*PASSAGE SHOWN*:
------------------------------------------------------------------------
Fortunately not only does the DVD contain both versions to watch and compare their strengths and weaknesses, there’s also a reading of James’ complete original short story by Neil Brand as an audio-only feature. (There’s a second disc of Classic Ghost Stories featuring an abridged 15-minute-version read by Robert Powell, which shows how much a story can be affected by its timing and rhythms being hacked about; and also suffering from some dreadfully intrusive background stock music which distracts from Powell’s otherwise exemplary delivery.) It’s surprising to hear that in the story Parkins is quite a young character, and while still introverted and far from garrulous he is also far from isolated or alienated from those around him; indeed he strikes up quite a decent friendship with another golfer at the hotel, and he is more articulate and therefore able to better convey the real ideas James was interested in – the disconnect between Parkins’ strict intellectual rationality and the events he is seeing before his eyes. The purpose and actions of the supernatural entity is also much more clearly laid out. These elements are still present to a degree in the two films, but they are overlaid and to a greater or lesser extent subsumed by Miller and Cross’ own preoccupations and treatises on the subject, which kind of makes you wish someone would come along who just wanted to make the story ‘straight.’
While you expect a television adaptation to make changes to source material, it’s surprising how many effective scenes in the book are omitted entirely from both versions. It’s almost as though the 2010 production was actually more a direct adaptation of the 1968 one rather than referring to the short story at all, so closely does it stick to Miller’s version for its basis before jumping off on its own ruminations and not picking up any of the extra cues from the source material omitted first time around. As a result, the 2010 version ends up more of a patchwork effort of different ideas and visions, topped off with an overriding need for the story to work as a modern ghost chiller.
------------------------------------------------------------------------
*DATA UNDER STUDY*:
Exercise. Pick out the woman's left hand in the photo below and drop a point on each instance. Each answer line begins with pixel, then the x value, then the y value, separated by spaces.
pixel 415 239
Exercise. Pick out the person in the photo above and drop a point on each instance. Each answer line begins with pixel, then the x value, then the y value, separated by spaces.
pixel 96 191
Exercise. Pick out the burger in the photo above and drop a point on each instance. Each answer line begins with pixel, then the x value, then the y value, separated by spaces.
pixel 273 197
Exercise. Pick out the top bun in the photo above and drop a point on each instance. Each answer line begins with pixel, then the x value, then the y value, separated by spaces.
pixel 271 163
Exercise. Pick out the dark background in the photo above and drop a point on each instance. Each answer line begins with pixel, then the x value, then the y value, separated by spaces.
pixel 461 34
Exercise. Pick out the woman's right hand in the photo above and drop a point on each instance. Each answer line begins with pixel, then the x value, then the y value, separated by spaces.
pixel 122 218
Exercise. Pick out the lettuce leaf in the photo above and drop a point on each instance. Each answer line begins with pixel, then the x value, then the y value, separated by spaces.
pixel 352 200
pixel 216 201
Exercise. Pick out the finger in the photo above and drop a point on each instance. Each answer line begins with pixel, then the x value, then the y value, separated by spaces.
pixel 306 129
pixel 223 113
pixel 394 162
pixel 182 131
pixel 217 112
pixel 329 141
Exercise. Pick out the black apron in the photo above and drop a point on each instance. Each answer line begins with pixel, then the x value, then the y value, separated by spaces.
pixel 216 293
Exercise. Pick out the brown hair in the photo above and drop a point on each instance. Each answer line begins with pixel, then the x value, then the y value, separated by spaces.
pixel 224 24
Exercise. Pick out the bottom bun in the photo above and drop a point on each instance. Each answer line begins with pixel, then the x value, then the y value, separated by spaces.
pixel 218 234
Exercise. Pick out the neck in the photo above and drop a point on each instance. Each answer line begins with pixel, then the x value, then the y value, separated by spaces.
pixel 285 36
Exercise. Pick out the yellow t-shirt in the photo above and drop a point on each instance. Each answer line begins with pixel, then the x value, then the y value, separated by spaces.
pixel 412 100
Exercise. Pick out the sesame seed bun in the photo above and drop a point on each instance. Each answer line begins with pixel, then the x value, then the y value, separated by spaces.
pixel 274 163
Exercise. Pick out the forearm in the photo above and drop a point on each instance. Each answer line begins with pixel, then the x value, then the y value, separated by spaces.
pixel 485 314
------------------------------------------------------------------------
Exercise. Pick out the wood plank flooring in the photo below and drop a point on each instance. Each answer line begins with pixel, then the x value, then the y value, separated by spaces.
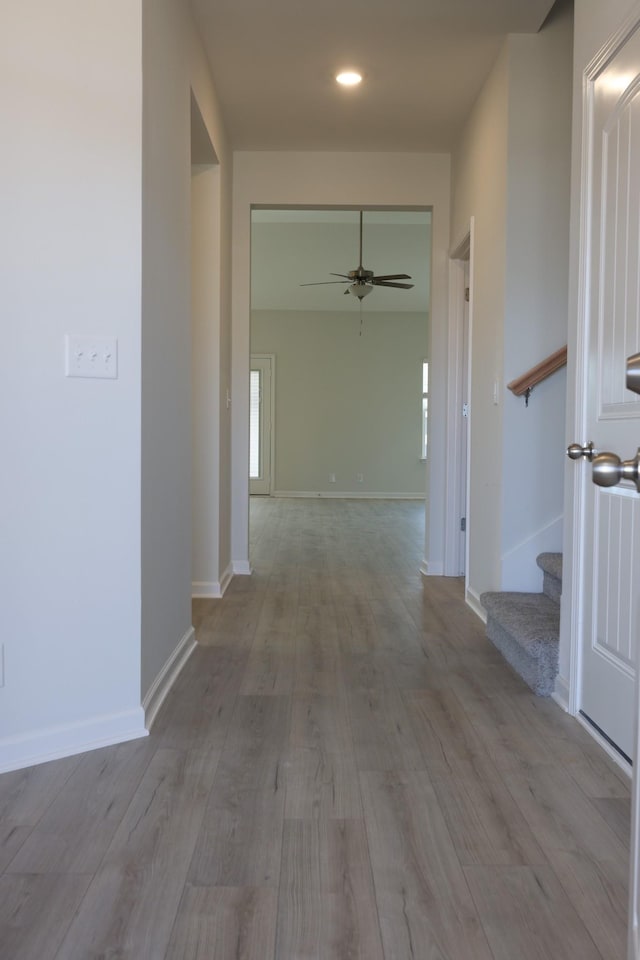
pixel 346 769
------------------------------------------------------------------------
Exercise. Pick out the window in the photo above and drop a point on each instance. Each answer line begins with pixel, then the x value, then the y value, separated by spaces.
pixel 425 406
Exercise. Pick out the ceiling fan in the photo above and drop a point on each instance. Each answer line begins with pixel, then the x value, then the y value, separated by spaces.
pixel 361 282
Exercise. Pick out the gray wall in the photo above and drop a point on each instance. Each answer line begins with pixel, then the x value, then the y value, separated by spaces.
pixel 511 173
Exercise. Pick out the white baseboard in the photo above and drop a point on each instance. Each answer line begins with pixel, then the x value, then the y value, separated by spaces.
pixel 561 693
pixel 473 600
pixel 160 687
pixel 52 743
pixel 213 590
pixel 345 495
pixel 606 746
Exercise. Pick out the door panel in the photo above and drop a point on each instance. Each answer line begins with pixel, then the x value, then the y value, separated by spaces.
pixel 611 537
------------------------------------------------------------------------
*EXERCISES*:
A: Translate this sentence from the review of the two ghost story adaptations into Spanish: "The purpose and actions of the supernatural entity is also much more clearly laid out."
B: Write the next part of the review of the two ghost story adaptations, picking up after its final sentence.

*YOUR WRITTEN ANSWERS*:
A: El propósito y las acciones de la entidad sobrenatural también se exponen con mucha más claridad.

B:
And yet Cross’ version does work in that capacity for all its flaws, in exactly the way that Miller’s doesn’t for all its undoubted strengths. And most of all, at their heart, both productions also feature two of the best screen performances you’ll ever see from two of the finest actors of their respective generations in Hordern and Hurt. As a result, there’s plenty to recommend here and as a compare-and-contrast exercise this BFI/BBC DVD is a wonderful academic research tool well worth buying, watching and studying for anyone interested in ghost stories and also TV writing and production over nearly five decades.
Technical details: the 1968 version is a lovely black-and-white full frame (1.33:1) film version, although there’s some evidence of light film damage that at its worst is only mildly noticeable. The 2010 version is shot in full-colour widescreen (2.35:1) and as expected is pristine, although its colour palette is intentionally murky. Extras include the aforementioned audio reading of the full original short story, together with period footage of a discussion about the production between Miller and Sir Christopher Frayling; and a 15-minute filmed introduction to the 1968 version by James expert Ramsey Campbell who also reads his own James-inspired story The Guide in a separate item. There’s a terrific booklet with stills and essays on the discs’ content.
Whistle and I’ll Come To You is one of the discs in the BFI’s Ghost Stories for Christmas DVD boxset, originally released in 2012 and just reissued in 2013 with a new sixth disc as part of the BFI’s Gothic season. As well as MR James stories there are others, most notably the famous 1976 version of Charles Dickens’ The Signalman starring Denholm Elliott. All the contents are available as separate discs.